[Stored records]
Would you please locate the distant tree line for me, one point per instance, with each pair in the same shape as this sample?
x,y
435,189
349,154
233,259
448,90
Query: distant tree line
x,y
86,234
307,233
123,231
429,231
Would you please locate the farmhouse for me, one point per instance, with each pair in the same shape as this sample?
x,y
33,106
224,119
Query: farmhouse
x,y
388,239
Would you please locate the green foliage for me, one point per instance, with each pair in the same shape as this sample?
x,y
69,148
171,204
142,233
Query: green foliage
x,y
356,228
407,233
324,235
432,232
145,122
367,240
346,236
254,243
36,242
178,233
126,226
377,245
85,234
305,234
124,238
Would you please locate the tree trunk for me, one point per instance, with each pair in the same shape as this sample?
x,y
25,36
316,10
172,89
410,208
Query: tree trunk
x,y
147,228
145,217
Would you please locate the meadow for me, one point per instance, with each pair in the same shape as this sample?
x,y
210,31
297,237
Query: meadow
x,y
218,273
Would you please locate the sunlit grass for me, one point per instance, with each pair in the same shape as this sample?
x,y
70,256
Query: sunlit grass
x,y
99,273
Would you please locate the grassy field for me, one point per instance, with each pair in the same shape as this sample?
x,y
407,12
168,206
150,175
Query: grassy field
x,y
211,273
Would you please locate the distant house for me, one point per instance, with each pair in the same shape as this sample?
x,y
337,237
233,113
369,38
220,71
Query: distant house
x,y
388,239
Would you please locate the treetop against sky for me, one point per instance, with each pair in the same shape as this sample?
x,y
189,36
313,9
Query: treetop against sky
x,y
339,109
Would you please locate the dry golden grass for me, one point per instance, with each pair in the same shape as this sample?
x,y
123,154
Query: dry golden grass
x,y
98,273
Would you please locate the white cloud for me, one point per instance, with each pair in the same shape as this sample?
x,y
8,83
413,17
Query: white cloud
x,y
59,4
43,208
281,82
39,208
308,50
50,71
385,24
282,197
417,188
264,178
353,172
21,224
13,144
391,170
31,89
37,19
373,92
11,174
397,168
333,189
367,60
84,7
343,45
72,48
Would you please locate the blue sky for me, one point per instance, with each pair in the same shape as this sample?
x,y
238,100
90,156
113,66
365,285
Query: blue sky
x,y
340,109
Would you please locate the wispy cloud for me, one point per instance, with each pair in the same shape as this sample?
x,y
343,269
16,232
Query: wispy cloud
---
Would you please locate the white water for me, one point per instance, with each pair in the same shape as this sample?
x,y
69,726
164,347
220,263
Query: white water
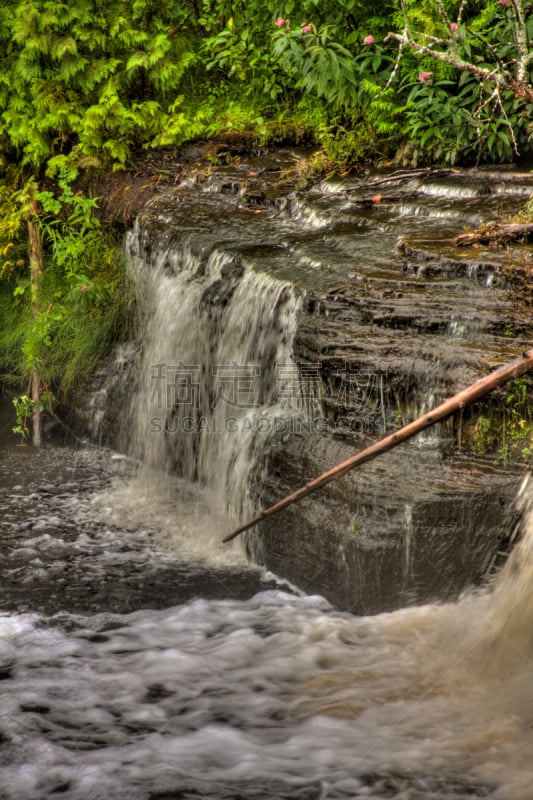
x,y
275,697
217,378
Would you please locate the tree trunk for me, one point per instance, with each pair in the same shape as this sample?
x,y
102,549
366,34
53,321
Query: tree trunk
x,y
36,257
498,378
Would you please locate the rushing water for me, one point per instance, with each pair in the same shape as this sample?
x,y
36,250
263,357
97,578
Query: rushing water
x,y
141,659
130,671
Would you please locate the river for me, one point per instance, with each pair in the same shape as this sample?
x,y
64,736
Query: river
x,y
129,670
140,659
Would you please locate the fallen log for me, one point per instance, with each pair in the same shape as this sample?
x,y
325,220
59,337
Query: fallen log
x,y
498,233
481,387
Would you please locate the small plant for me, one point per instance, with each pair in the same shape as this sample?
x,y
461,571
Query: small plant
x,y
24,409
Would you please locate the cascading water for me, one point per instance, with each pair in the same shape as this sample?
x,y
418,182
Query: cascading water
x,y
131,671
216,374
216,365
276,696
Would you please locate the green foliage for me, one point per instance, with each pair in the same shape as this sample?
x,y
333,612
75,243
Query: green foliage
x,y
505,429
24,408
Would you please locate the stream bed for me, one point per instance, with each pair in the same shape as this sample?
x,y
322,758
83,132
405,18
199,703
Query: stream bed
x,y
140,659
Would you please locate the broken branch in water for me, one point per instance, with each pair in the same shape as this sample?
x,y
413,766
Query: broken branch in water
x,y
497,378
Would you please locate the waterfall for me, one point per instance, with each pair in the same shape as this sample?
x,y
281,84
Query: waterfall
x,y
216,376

→ What you have to do: The answer must consist of every line from the entries above that contains "wispy".

→ Final answer:
Would you please locate the wispy cloud for me, one point per instance, with each pair in the same shape as this sample?
Query: wispy cloud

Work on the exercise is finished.